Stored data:
* * * * * * *

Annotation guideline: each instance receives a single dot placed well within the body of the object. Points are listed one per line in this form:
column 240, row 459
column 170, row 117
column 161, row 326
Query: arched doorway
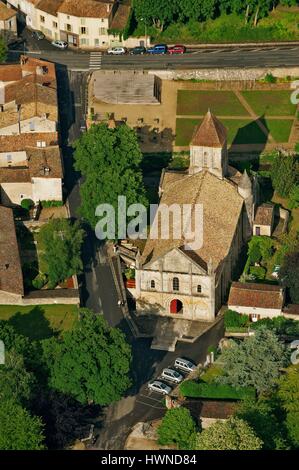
column 176, row 306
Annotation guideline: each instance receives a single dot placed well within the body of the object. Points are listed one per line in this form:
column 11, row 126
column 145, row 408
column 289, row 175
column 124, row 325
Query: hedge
column 193, row 389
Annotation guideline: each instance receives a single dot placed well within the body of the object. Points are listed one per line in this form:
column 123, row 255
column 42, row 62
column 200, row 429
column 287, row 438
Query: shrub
column 27, row 204
column 258, row 272
column 40, row 281
column 193, row 389
column 235, row 319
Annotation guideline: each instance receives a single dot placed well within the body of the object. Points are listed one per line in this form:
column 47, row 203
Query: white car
column 160, row 387
column 172, row 375
column 60, row 44
column 117, row 51
column 184, row 364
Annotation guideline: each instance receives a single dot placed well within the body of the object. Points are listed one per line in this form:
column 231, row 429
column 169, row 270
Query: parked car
column 38, row 35
column 184, row 364
column 117, row 51
column 158, row 49
column 160, row 387
column 172, row 375
column 138, row 50
column 177, row 49
column 60, row 44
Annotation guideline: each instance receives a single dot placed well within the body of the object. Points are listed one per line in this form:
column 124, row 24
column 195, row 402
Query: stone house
column 256, row 300
column 171, row 278
column 8, row 20
column 30, row 158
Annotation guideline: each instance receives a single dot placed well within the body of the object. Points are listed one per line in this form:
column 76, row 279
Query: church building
column 193, row 284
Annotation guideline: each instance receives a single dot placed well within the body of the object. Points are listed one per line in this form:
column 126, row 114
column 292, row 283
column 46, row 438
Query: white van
column 184, row 364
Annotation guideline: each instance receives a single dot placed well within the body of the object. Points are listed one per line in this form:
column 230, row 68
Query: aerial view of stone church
column 194, row 284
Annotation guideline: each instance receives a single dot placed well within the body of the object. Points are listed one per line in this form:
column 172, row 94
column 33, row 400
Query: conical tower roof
column 210, row 133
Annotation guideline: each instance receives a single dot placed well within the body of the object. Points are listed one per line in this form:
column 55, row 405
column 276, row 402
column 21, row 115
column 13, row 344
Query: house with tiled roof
column 30, row 158
column 256, row 300
column 174, row 276
column 11, row 277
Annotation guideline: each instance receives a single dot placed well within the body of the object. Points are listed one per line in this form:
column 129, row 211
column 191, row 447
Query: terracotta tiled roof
column 210, row 133
column 264, row 214
column 222, row 207
column 11, row 278
column 256, row 295
column 6, row 13
column 49, row 6
column 87, row 8
column 41, row 163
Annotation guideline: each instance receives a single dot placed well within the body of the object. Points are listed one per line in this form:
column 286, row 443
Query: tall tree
column 255, row 362
column 61, row 241
column 19, row 430
column 289, row 274
column 233, row 434
column 288, row 392
column 109, row 160
column 177, row 427
column 91, row 363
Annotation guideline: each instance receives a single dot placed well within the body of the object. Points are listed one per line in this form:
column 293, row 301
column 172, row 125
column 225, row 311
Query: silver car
column 160, row 387
column 172, row 375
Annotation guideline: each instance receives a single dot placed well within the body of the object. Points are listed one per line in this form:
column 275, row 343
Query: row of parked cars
column 173, row 375
column 140, row 50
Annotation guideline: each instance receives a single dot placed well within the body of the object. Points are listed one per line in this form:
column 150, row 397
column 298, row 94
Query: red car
column 177, row 50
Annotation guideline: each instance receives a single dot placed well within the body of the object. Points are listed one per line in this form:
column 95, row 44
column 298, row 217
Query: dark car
column 38, row 35
column 158, row 49
column 177, row 49
column 138, row 50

* * * * * * *

EXERCISE GOAL:
Looking at the data above, return every line from the one with "column 145, row 408" down to the one with "column 169, row 270", exactly and inclusively.

OUTPUT OF THE TASK:
column 145, row 408
column 289, row 175
column 124, row 325
Query: hedge
column 193, row 389
Annotation guideline: each instance receives a single dot placed well within the body of the object. Points are listed one per line in this form:
column 123, row 255
column 42, row 62
column 200, row 429
column 287, row 438
Query: shrub
column 27, row 204
column 258, row 272
column 40, row 281
column 193, row 389
column 235, row 319
Annotation guideline: each instance receives a single dot placed well within the body of the object. Points are listed one per line in this form:
column 47, row 203
Query: white car
column 160, row 387
column 172, row 375
column 60, row 44
column 117, row 51
column 184, row 364
Annotation guideline: each instance receives a single dot placed well within the body of the object. Points are listed one per line in this form:
column 231, row 429
column 169, row 270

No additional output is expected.